The problem →
Output every line of the records below as a numbered list, omitting blank lines.

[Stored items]
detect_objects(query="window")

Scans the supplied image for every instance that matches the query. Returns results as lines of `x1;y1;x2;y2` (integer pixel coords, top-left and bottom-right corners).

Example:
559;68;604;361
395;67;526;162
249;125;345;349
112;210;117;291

Task result →
1. detect_objects(query="window")
2. Scans the supplied image for every instance that matches the query. Returns results as lines of `x1;y1;x2;y2` (integer pixel coords, top-left and bottom-right corners).
3. Example:
4. 559;68;604;361
5. 395;67;526;162
6. 249;125;345;349
7. 112;210;117;291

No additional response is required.